AIM OF THE EXERCISE:
Format the material below as a numbered list, one line per item, with any blank lines left out.

═══

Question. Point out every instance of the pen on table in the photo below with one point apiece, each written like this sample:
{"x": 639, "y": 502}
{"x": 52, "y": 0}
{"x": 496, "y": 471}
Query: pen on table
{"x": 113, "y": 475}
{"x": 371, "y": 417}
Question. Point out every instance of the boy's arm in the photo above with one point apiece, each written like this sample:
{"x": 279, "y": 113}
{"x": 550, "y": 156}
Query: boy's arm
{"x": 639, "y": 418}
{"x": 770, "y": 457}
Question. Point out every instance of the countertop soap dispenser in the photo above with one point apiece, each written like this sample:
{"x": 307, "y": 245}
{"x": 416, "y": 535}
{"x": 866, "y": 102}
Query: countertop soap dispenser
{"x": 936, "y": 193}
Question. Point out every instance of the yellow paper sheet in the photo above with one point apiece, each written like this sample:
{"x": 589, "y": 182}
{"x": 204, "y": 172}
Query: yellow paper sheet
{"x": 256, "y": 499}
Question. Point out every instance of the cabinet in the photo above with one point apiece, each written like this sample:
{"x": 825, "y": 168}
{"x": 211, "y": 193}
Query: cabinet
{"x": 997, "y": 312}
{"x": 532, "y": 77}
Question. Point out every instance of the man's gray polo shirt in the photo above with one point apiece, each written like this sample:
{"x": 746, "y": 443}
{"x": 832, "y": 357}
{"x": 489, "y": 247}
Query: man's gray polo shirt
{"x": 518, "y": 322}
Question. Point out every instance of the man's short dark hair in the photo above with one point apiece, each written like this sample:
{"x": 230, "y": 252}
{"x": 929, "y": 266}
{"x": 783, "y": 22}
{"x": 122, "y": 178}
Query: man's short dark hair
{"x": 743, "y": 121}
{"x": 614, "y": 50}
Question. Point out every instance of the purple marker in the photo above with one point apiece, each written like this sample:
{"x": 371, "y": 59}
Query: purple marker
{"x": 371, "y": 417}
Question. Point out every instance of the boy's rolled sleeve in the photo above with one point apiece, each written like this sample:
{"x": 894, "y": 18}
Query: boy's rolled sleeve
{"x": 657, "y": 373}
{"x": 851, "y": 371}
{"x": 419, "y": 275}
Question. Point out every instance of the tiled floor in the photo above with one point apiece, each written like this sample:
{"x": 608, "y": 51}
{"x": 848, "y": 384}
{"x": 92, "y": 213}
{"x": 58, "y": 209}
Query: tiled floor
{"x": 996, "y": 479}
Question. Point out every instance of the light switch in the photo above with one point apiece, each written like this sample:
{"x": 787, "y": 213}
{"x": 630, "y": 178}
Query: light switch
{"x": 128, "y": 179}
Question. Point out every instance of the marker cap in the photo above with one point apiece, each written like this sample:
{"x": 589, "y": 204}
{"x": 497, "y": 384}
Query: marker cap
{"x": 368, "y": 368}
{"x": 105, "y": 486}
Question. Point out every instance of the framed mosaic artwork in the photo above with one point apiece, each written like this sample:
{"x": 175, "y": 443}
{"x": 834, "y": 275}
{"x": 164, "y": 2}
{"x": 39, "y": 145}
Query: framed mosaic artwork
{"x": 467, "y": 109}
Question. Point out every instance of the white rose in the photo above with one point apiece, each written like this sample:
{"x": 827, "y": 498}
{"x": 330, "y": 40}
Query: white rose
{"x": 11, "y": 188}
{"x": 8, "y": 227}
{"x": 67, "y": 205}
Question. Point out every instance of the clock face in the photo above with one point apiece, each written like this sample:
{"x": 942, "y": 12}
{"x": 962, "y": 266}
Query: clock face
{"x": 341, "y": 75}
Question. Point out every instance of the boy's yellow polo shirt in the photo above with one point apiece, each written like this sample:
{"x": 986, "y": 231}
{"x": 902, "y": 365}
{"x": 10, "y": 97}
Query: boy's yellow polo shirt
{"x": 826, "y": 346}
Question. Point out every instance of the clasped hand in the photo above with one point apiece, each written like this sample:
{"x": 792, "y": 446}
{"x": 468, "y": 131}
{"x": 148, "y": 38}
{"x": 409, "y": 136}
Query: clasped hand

═══

RESPONSE:
1. Question. Point out every instance of the pen on table in the photo below with one point apiece, each written like this sample:
2. {"x": 639, "y": 502}
3. {"x": 52, "y": 0}
4. {"x": 496, "y": 471}
5. Query: pen on table
6. {"x": 113, "y": 475}
7. {"x": 371, "y": 417}
8. Question. Point out every instance of the boy's arm in the photo above with one point apiece, each written like this sample:
9. {"x": 279, "y": 113}
10. {"x": 550, "y": 156}
11. Query: boy's arm
12. {"x": 639, "y": 418}
13. {"x": 770, "y": 457}
14. Question. Point out every instance of the countertop soap dispenser in the photo above with one point apiece, each written like this sample:
15. {"x": 307, "y": 245}
16. {"x": 416, "y": 535}
17. {"x": 866, "y": 102}
18. Query: countertop soap dispenser
19. {"x": 936, "y": 193}
20. Question. Point out every instance of the yellow paper sheet in the photo above with one point apiece, each written like this sample:
21. {"x": 589, "y": 182}
22. {"x": 204, "y": 172}
23. Query: yellow paper sheet
24. {"x": 256, "y": 499}
25. Question. Point out every instance of the cabinet in the photo above with one point apiece, each written like this sample:
26. {"x": 825, "y": 168}
27. {"x": 211, "y": 193}
28. Query: cabinet
29. {"x": 997, "y": 312}
30. {"x": 532, "y": 77}
31. Question. Point out every instance of the man's gray polo shirt in the photo above with one point apiece, each written like this sample:
32. {"x": 746, "y": 443}
33. {"x": 832, "y": 357}
34. {"x": 489, "y": 247}
35. Query: man's gray polo shirt
36. {"x": 518, "y": 322}
37. Question. Point out every instance of the man's short dark hair in the photo above with one point apiece, each written like this sample:
38. {"x": 230, "y": 252}
39. {"x": 929, "y": 266}
40. {"x": 783, "y": 22}
41. {"x": 122, "y": 178}
42. Query: man's short dark hair
43. {"x": 743, "y": 121}
44. {"x": 614, "y": 50}
45. Question. Point out every instance of the purple marker in the photo above with one point apiece, each written like this sample:
46. {"x": 371, "y": 59}
47. Query: purple marker
48. {"x": 371, "y": 417}
49. Question. Point out every instance of the boy's rolled sleeve in the photo above with one point apiece, each written like this sample:
50. {"x": 894, "y": 18}
51. Query: boy's rolled sleeve
52. {"x": 657, "y": 373}
53. {"x": 851, "y": 371}
54. {"x": 419, "y": 275}
55. Question. Point out every instance of the tiled floor in the photo above with one point apiece, each written like this sample:
56. {"x": 608, "y": 51}
57. {"x": 848, "y": 384}
58. {"x": 92, "y": 213}
59. {"x": 58, "y": 209}
60. Query: tiled floor
61. {"x": 996, "y": 479}
62. Question. Point out every instance of the light switch in the photo above with one point apiece, each written like this sample:
63. {"x": 787, "y": 213}
64. {"x": 630, "y": 178}
65. Query: light switch
66. {"x": 128, "y": 179}
67. Question. Point out every instance of the marker cap in the photo above with one point apiece, each written like this sample:
68. {"x": 589, "y": 204}
69. {"x": 497, "y": 384}
70. Query: marker cap
71. {"x": 368, "y": 368}
72. {"x": 105, "y": 486}
73. Question. Point out every instance of the framed mosaic artwork in the photo above with one point apiece, each written like this sample:
74. {"x": 175, "y": 443}
75. {"x": 834, "y": 275}
76. {"x": 164, "y": 2}
77. {"x": 39, "y": 145}
78. Query: framed mosaic artwork
79. {"x": 467, "y": 109}
80. Question. Point out every instance of the white rose in the photo above with one point apiece, each written like this sample:
81. {"x": 827, "y": 498}
82. {"x": 330, "y": 40}
83. Query: white rose
84. {"x": 11, "y": 188}
85. {"x": 8, "y": 227}
86. {"x": 67, "y": 205}
87. Question. Point out every instance of the clock face in the photo above with one point apiece, each written like this sample:
88. {"x": 942, "y": 12}
89. {"x": 962, "y": 266}
90. Query: clock face
91. {"x": 341, "y": 75}
92. Question. Point out every instance of the boy's yellow polo shirt in the photo above with one point apiece, each written like this sample:
93. {"x": 986, "y": 231}
94. {"x": 902, "y": 365}
95. {"x": 10, "y": 97}
96. Query: boy's yellow polo shirt
97. {"x": 826, "y": 346}
98. Question. Point out every instance of the clasped hand in the photo above with one point apiece, each written like this sample:
99. {"x": 792, "y": 446}
100. {"x": 468, "y": 131}
101. {"x": 148, "y": 38}
102. {"x": 409, "y": 136}
103. Query: clasped hand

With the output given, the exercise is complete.